Brief: Please copy all of the material below word for word, keeping every line in the same order.

+===+

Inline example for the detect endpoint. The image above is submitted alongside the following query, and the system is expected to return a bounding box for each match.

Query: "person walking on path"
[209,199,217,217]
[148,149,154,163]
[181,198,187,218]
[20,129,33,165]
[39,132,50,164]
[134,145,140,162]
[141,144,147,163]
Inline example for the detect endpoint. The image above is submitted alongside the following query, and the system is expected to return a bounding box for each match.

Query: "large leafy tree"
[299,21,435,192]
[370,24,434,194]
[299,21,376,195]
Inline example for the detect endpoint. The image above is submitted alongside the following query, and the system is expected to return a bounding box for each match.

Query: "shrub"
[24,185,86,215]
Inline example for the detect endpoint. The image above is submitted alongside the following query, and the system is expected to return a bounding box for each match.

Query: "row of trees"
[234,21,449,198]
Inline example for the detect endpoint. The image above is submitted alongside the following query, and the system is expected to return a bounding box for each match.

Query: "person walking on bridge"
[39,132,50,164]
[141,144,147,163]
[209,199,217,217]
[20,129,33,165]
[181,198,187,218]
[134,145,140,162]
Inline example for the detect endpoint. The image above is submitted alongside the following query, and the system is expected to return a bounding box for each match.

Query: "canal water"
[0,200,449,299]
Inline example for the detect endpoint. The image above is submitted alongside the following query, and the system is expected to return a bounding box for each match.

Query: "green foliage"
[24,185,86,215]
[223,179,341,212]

+===+

Written answer:
Inline example for the detect endpoint. The image above is submitted alongside the following query, and the system is expected to return a bounding box for each match.

Query: "person walking on path"
[209,199,217,217]
[148,149,154,163]
[181,198,187,218]
[20,129,33,165]
[39,132,50,164]
[134,145,140,162]
[141,144,147,163]
Inline example for the detect endpoint. The image above is submitted alongside the following query, and the system is expected to return a bounding box for each match.

Query: "large leafy tree"
[299,21,435,192]
[370,24,434,194]
[299,21,376,195]
Inline example for the detect endpoint. The image above is submitted alongside the following query, and the system is expected to return a bounding box for each match.

Query: "shrub"
[24,185,86,215]
Inline example for the detect endpoint. The image above is submitted alongside the following query, and the system is expected to return a bounding box for each match.

Query: "row of trees"
[234,21,449,198]
Inline example for the detect endpoint. The image above is submitted alongside the following query, and the system is expected to return a bounding box for each match.

Query: "person walking on bridge"
[39,132,50,164]
[141,144,147,163]
[209,199,217,217]
[20,129,33,165]
[181,198,187,218]
[134,145,140,162]
Inline example for the detect endpoint. The image above is submitted alongside the following query, and the system is expected to return a bounding box for each match.

Query: "canal water"
[0,200,449,299]
Inline example for the detect endpoint. The image above is submitted alongside the following query, and the system is expected to return a bounding box for each match.

Query: "green foliage"
[24,185,86,215]
[223,179,341,212]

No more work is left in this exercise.